**SUPPLIED PASSAGE:**

*-*-*

But here’s the high level view on where clean energy stands right now.
If you have a lot of sunshine and dry weather, solar power is likely so cheap that you can pay to slap a massive lithium-ion battery on the side of the plant and still provide cheaper power than a fossil fuel plant for the crucial evening hours (highest demand, but no sunshine).
Similarly, If you have a lot of wind, like the Great Plains states, chances are you can make more money more easily by leasing land to a wind farm than most any other use you could put it to.
Electric cars currently cost more than their gas-powered counterparts, but that will change irreversibly in a few years. Some transit and corporate fleets already find that the total cost of owning electric vehicles is cheaper, because fueling and maintenance savings make up for the higher up-front price.
Even the energy officials who historically underestimated the growth of clean energy year after year now agree that it’s coming fast. In January, the U.S. government calculated that 75 percent of new power plant capacity for 2020 would be wind or solar.
Nobody’s building coal plants in the U.S. any more; the only question is when the remaining ones will shut down.
Natural gas plants, on the other hand, are needed to provide the flexibility in the electricity system, ramping up and down in relation to supply and demand and the patterns of renewable production. California’s clean energy miracle currently depends on it, but the primary objective of any state going 100 percent clean is to figure out how to replace natural gas in their system. Since you can’t count on wind or solar around the clock, we need additional technologies to store and deliver power over a period of hours to weeks and maybe even months.
That’s the state of play in the great contest between clean and dirty energies.

*-*-*

**DATA SHOWN:**
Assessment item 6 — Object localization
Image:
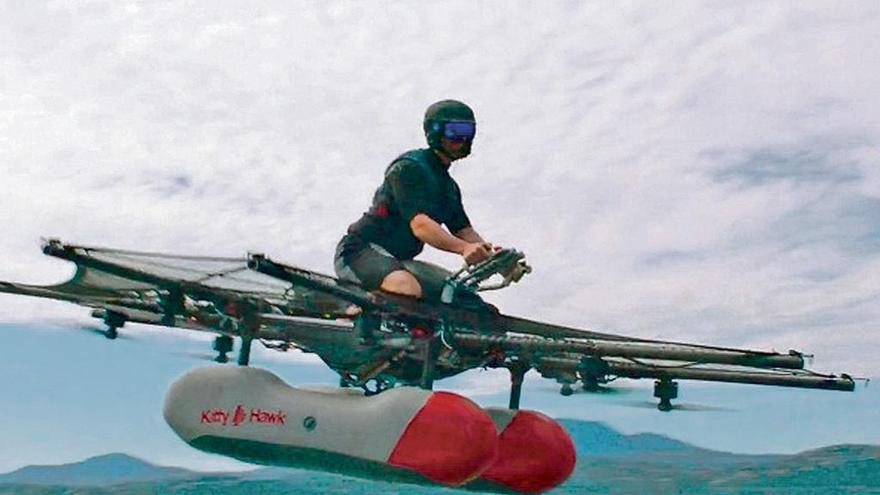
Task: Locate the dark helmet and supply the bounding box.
[423,100,476,151]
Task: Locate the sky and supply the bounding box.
[0,0,880,472]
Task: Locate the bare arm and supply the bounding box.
[409,213,490,264]
[452,226,486,243]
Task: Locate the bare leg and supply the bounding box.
[379,270,422,299]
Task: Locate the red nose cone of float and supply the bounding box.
[388,392,498,485]
[482,411,575,493]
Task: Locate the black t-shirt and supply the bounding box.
[348,149,470,260]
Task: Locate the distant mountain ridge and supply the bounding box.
[0,454,196,486]
[0,419,880,495]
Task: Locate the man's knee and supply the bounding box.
[380,270,422,298]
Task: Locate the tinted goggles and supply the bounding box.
[443,120,477,141]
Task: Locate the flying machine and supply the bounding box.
[0,239,854,493]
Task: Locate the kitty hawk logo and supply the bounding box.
[200,404,287,426]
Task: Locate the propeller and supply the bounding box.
[615,400,737,412]
[77,325,135,340]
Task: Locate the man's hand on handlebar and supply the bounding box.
[461,242,492,266]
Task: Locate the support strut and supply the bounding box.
[238,335,254,366]
[419,336,437,390]
[507,362,529,410]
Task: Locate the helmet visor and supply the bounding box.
[443,120,477,141]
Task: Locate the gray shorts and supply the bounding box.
[333,235,451,300]
[333,235,406,290]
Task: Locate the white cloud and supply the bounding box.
[0,1,880,384]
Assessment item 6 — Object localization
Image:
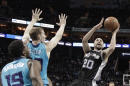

*-*-*

**PROMPT 1:**
In the passage on clean energy, what share of new power plant capacity for 2020 did the U.S. government calculate would be wind or solar?
**PROMPT 2:**
Carry on the passage on clean energy, beginning after its final sentence.
The records have no connection to the passage on clean energy.

**TASK RESPONSE 1:**
75 percent.

**TASK RESPONSE 2:**
This struggle affects us all, whether we pay attention or not. But paying attention to this particular story is so much more fun.
Be safe y’all,
Julian
This is a new adventure for me, and I’m trying to balance accessibility and depth. If something didn’t make sense, please shoot me a reply so I can clear it up. Or if you’ve been in this industry for years and object to how I frame a particular issue, I want to hear that, too. And if you want me to explain particular questions about the subject, I definitely want to know.
Not subscribed yet? Click this button to get more Bright Ideas in your life:
Got a friend who wants to know what’s up with clean energy? How about two friends? They deserve to see this!
The Energy Stream:
Since we’re all looking for things to do in quarantine, I’ll offer quick suggestions for streamable content or reading material that ties into the energy conversation.
I’ll kick it off with A Most Violent Year, available on Netflix. I thought this was going to be an underworld crime drama starring Oscar Isaac set in the dicey days of 1981 New York City. Turns out it’s even better than that: a heating oil distribution drama!
Oscar’s just trying to build up a clean, aboveboard heating oil company, running tanker trucks to homes so they can keep their furnaces going through those Ivey winters people put up with in New York. But the other companies play dirty, in this case by hijacking Oscar’s trucks and taking the fuel oil! Come for the sharply drawn characters and the struggle to stay virtuous in a dirty world, stay for the implicit commentary on the dangers of concentrating great value in tangible fossil fuel assets.
If Oscar’s company was around today, he’d be more worried about his customers getting hijacked economically by Google spinoff Dandelion Energy. This tech startup installs home geothermal devices for New York households, providing fuel-free heating and cooling by drilling a few hundred feet into the earth. The company’s goal is to win over the millions of homes that still burn fuel oil for heat in the New England winter, by offering them something cleaner and cheaper.